#### [WHAT THE TASK ASKS]
Your output should be the lines of the entries below, exactly, from the first one through the line that holds "point(32, 308)".

#### [GIVEN RECORDS]
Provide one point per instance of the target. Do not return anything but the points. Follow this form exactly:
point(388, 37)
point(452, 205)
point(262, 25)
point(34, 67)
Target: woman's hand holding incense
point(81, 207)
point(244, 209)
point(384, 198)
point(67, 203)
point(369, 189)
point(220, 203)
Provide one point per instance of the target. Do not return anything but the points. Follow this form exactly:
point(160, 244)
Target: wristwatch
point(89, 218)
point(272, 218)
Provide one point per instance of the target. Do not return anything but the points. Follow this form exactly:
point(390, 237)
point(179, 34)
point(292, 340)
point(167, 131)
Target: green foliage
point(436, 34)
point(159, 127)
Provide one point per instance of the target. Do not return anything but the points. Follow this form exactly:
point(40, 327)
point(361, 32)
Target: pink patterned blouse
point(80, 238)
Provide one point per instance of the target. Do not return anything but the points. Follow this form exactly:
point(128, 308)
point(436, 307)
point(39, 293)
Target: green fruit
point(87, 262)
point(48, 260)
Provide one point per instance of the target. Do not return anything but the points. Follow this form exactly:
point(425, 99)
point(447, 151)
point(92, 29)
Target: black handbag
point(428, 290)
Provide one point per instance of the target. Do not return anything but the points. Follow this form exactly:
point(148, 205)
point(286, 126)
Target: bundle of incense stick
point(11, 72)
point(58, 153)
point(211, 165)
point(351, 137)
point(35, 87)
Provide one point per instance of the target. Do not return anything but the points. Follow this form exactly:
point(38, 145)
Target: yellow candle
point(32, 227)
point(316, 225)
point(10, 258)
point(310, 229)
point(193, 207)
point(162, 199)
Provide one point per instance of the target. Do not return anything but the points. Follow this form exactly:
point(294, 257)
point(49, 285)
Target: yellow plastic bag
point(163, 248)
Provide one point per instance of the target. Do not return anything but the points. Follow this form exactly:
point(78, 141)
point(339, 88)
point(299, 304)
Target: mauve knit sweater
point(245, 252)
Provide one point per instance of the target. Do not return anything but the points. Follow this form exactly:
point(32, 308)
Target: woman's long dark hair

#### [RESPONSE TO THIS EXERCISE]
Provide one point per instance of the target. Do not return anything but the points. Follow this form exactly:
point(388, 37)
point(452, 205)
point(262, 25)
point(34, 67)
Target: woman's hand holding incense
point(81, 207)
point(244, 209)
point(384, 198)
point(67, 203)
point(369, 189)
point(220, 203)
Provide one point per instance of the target. Do not return anything but the points. Follow this form exactly:
point(160, 244)
Target: wristwatch
point(89, 218)
point(272, 218)
Provide one point per instance of the target. Do not return anything but the points. Follow this form exactly:
point(390, 237)
point(179, 34)
point(292, 340)
point(167, 131)
Target: green foliage
point(436, 34)
point(159, 127)
Provide one point per instance of the target. Do not return anything but the points. Follow this form exactly:
point(40, 327)
point(361, 32)
Target: pink patterned blouse
point(80, 238)
Provide one point per instance of the target. Do not return anything but the points. Follow this form exactly:
point(128, 308)
point(436, 307)
point(39, 293)
Target: green fruit
point(87, 262)
point(48, 260)
Provide one point per instance of the target. Do not return anything but the points. Follow this form exactly:
point(425, 99)
point(447, 151)
point(92, 29)
Target: black handbag
point(428, 290)
Provide one point per instance of the target. Do not return anything but the points. Follow this form exactly:
point(148, 205)
point(286, 126)
Target: bundle of incense stick
point(11, 72)
point(58, 153)
point(211, 165)
point(351, 137)
point(35, 87)
Provide one point per instance of the target. Do not return anything but the points. Follow this form exactly:
point(38, 145)
Target: yellow candle
point(32, 227)
point(316, 225)
point(10, 258)
point(310, 229)
point(193, 207)
point(162, 199)
Provide one point per instance of the target. Do not return anything but the points. Follow this form exactly:
point(294, 257)
point(49, 285)
Target: yellow plastic bag
point(163, 248)
Provide one point per instance of the target. Do not return anything but the points. Follow this form exactly:
point(78, 141)
point(339, 88)
point(299, 304)
Target: mauve knit sweater
point(245, 252)
Provide one point per instance of the target. Do not return anything but the points. Follow this form exactly:
point(32, 308)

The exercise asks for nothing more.